Could you reproduce the lines below from the one with "Please help the AR headset anchor on the boot" through the one with "Please help the AR headset anchor on the sleeve"? Keep both ends and add nothing.

--- INFORMATION GIVEN ---

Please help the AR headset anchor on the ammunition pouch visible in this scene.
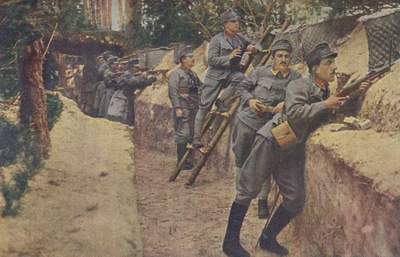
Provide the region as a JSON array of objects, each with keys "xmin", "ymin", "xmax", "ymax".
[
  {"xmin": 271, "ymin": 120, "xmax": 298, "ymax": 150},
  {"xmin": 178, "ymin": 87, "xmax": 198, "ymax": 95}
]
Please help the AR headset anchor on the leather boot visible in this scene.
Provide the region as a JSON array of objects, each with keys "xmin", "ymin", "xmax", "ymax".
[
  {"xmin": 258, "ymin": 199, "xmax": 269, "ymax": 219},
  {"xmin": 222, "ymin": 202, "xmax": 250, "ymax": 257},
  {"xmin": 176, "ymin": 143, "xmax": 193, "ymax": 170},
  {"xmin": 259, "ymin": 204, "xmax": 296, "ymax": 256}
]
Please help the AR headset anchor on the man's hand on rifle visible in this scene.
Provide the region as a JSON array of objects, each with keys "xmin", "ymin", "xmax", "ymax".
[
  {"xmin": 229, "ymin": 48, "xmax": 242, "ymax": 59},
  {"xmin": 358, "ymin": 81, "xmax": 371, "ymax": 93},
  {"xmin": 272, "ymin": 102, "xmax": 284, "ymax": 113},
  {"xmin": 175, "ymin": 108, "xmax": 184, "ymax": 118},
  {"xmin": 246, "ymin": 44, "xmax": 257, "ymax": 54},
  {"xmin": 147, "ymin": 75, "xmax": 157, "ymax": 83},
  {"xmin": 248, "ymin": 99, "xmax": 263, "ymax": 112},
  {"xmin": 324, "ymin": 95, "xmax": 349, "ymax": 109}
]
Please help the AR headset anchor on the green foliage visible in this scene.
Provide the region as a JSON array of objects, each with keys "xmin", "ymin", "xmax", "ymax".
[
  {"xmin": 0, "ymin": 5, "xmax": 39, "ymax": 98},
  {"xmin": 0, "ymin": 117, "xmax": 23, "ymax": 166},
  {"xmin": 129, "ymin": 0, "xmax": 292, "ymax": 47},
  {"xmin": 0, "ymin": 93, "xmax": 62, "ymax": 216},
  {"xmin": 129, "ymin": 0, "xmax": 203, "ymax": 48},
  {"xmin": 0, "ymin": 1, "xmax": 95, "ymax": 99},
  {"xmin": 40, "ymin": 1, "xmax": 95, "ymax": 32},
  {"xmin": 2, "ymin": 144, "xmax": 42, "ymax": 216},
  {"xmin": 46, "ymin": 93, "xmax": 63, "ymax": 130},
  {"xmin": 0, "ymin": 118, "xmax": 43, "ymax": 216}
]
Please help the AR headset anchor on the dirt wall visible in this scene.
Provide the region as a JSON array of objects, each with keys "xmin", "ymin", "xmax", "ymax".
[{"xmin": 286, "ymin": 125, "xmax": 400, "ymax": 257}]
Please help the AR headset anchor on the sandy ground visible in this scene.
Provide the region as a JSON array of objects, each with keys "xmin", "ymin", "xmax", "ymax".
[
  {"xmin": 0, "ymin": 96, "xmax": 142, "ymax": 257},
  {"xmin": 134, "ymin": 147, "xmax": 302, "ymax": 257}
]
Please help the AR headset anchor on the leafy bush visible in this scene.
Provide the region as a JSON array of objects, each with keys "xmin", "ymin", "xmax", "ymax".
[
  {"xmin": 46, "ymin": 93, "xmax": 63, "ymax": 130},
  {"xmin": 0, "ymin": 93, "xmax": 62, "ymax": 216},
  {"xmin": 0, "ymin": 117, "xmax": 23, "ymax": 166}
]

---
--- INFORMATION GIVEN ---

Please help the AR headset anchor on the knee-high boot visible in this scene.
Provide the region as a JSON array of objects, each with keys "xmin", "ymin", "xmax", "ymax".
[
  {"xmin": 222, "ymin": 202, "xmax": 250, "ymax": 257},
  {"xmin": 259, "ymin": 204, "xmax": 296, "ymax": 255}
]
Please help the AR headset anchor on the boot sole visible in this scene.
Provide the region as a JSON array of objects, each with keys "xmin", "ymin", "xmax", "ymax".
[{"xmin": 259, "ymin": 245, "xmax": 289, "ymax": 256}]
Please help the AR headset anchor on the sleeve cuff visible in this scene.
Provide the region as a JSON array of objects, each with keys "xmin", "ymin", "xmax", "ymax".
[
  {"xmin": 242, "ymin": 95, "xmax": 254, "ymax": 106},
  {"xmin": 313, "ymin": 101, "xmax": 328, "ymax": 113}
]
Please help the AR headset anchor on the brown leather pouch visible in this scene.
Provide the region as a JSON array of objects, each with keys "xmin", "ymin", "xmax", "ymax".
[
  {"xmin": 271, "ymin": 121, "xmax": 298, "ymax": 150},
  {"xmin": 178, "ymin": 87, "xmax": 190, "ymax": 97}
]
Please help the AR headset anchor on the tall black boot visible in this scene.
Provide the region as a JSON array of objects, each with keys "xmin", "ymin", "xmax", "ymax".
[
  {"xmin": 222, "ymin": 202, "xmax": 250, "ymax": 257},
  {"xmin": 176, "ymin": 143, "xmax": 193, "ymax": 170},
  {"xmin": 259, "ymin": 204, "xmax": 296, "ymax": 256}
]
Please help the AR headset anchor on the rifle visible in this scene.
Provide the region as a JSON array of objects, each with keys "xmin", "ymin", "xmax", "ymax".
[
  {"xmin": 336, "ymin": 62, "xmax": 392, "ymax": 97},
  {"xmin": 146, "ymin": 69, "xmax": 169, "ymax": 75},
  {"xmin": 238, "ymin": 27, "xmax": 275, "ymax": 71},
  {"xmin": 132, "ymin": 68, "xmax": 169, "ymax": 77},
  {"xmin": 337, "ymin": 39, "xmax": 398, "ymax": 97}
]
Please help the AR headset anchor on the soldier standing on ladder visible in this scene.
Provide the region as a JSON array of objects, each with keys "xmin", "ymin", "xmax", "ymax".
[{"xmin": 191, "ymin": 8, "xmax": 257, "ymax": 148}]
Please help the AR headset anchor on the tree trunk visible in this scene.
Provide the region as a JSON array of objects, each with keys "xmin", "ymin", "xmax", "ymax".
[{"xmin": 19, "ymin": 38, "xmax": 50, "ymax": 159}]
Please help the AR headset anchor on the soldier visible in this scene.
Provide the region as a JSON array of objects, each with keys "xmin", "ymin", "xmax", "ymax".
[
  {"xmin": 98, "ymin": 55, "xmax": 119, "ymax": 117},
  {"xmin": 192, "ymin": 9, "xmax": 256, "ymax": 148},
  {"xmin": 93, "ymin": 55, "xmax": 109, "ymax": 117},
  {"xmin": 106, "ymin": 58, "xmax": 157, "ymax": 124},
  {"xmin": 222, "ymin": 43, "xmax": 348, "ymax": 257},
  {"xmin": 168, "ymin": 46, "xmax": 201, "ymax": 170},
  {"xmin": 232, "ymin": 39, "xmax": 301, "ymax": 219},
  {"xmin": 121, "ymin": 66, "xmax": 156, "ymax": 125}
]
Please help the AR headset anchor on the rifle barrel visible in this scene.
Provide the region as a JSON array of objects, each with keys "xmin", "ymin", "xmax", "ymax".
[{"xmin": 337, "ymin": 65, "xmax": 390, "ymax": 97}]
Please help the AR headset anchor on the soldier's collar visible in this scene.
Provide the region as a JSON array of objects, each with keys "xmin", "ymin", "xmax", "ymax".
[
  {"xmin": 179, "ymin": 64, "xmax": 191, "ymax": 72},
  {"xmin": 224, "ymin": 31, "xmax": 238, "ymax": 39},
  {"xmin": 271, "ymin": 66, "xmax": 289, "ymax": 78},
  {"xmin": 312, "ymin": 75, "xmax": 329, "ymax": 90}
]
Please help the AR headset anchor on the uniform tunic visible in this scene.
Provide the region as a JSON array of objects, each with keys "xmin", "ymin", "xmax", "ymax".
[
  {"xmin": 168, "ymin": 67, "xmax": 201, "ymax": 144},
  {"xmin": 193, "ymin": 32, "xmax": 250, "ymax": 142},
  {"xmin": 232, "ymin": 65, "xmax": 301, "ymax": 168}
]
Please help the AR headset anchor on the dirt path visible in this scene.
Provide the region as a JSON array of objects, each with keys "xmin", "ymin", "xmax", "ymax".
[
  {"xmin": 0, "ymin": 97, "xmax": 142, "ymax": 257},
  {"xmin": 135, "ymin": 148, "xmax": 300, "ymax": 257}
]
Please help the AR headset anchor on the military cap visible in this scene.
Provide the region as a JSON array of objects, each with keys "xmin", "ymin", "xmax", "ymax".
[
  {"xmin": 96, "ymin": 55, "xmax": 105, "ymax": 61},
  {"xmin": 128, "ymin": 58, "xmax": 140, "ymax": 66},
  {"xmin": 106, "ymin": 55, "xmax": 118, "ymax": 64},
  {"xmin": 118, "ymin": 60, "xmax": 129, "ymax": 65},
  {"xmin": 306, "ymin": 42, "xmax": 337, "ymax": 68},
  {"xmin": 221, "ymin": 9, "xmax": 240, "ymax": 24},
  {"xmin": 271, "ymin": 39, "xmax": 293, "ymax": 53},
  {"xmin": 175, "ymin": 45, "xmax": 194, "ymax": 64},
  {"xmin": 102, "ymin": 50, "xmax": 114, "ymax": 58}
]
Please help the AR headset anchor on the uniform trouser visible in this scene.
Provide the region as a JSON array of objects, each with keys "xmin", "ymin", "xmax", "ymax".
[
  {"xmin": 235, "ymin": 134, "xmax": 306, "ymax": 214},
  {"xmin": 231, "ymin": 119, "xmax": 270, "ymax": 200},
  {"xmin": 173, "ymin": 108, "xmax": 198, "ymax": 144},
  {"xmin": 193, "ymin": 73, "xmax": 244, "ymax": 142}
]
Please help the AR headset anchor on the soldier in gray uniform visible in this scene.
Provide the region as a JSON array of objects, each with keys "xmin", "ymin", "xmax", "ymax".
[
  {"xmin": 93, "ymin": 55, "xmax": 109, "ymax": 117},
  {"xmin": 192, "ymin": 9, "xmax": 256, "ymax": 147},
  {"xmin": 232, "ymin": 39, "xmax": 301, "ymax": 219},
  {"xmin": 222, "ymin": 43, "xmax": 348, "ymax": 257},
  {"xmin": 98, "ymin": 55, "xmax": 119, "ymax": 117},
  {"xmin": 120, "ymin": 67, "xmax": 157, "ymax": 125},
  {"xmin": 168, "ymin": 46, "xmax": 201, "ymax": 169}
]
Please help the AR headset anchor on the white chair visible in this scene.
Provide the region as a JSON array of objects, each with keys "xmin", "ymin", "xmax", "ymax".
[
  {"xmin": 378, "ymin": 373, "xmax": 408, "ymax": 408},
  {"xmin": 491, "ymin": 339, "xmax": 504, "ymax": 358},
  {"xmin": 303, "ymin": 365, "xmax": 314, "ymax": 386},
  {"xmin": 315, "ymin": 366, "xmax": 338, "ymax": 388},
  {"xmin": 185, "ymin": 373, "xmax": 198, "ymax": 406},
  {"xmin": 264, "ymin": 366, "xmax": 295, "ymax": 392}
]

---

**FINISHED TASK**
Please help the AR headset anchor on the boot sole visible in this scene.
Provide the region as a JSON array of objects, each with keys "xmin", "ymin", "xmax", "ymax".
[{"xmin": 259, "ymin": 245, "xmax": 289, "ymax": 256}]
Please help the AR headset anchor on the sleeve cuff visible in this scene.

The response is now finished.